(Collected data entries)
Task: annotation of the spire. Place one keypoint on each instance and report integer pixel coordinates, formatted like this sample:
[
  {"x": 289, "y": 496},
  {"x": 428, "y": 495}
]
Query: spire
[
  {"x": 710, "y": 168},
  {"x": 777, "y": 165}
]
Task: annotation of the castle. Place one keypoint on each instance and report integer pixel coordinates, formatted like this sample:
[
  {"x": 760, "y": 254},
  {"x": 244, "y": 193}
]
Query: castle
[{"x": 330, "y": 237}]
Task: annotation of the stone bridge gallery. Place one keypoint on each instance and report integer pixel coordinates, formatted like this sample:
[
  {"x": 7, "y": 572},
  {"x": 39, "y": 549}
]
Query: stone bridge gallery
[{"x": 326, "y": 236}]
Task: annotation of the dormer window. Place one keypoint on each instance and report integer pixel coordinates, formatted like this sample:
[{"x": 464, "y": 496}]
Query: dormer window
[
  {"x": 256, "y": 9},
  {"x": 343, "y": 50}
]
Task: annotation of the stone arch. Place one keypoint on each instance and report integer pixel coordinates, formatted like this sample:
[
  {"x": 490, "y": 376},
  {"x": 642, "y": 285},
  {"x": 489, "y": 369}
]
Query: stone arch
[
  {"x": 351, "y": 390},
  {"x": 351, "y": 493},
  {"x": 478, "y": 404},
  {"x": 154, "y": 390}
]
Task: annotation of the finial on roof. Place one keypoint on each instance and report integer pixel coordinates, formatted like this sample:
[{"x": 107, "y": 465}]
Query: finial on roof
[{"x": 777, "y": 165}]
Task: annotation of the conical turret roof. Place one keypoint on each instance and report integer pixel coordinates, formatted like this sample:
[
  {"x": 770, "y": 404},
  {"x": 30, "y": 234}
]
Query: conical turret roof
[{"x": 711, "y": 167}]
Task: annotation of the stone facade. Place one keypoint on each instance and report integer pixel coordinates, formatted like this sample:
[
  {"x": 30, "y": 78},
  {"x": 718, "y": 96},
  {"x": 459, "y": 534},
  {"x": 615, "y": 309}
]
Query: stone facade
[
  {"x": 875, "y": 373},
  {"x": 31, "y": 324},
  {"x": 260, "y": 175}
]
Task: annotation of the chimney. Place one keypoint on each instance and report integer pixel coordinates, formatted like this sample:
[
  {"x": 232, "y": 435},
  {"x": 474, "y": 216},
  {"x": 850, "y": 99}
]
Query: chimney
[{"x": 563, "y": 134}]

» **Required work**:
Transcribe every line of the records, keeping each one exact.

» **Exercise response**:
Task: annotation of the spire. Place one keypoint on each instance and report integer pixel coordinates, formatted like this sample:
[
  {"x": 289, "y": 496},
  {"x": 428, "y": 495}
]
Query: spire
[
  {"x": 710, "y": 168},
  {"x": 777, "y": 165}
]
Task: annotation of the castle. Place one keypoint on each instance and report integer pixel coordinates, formatted like this sample:
[
  {"x": 760, "y": 254},
  {"x": 244, "y": 193}
]
Query: castle
[{"x": 330, "y": 237}]
Task: annotation of the stone bridge gallery. Place one keypoint on each instance and report integer pixel coordinates, formatted like this sample:
[
  {"x": 7, "y": 572},
  {"x": 39, "y": 549}
]
Query: stone bridge gallery
[{"x": 326, "y": 236}]
Task: annotation of the dormer window. Place one keypoint on each instance and report integer pixel coordinates, formatted like this sample:
[{"x": 464, "y": 496}]
Query: dormer window
[
  {"x": 256, "y": 9},
  {"x": 343, "y": 50}
]
Task: annotation of the stone arch. Place one keypoint on each instance and report integer pixel coordinates, formatted like this sample:
[
  {"x": 490, "y": 376},
  {"x": 642, "y": 285},
  {"x": 489, "y": 369}
]
Query: stone arch
[
  {"x": 351, "y": 390},
  {"x": 351, "y": 493},
  {"x": 478, "y": 404},
  {"x": 154, "y": 390}
]
Task: annotation of the finial on roof. Place one keypoint on each instance and report integer pixel coordinates, formatted like this sample:
[{"x": 107, "y": 465}]
Query: finial on roof
[{"x": 777, "y": 165}]
Task: annotation of the conical turret roof. Place one keypoint on each instance and report integer pixel coordinates, formatted like this sample:
[
  {"x": 770, "y": 404},
  {"x": 30, "y": 234}
]
Query: conical turret roof
[{"x": 711, "y": 167}]
Task: annotation of the stone facade. Place one keypoint on each instance and report integer pixel coordinates, formatted like this sample:
[
  {"x": 30, "y": 78},
  {"x": 718, "y": 96},
  {"x": 459, "y": 534},
  {"x": 615, "y": 309}
]
Query: stone facade
[
  {"x": 875, "y": 373},
  {"x": 31, "y": 324},
  {"x": 260, "y": 175}
]
Task: annotation of the chimney. Place one keypoint on each instance and report integer pixel coordinates, formatted like this sample:
[
  {"x": 232, "y": 435},
  {"x": 474, "y": 216},
  {"x": 850, "y": 99}
]
Query: chimney
[{"x": 563, "y": 134}]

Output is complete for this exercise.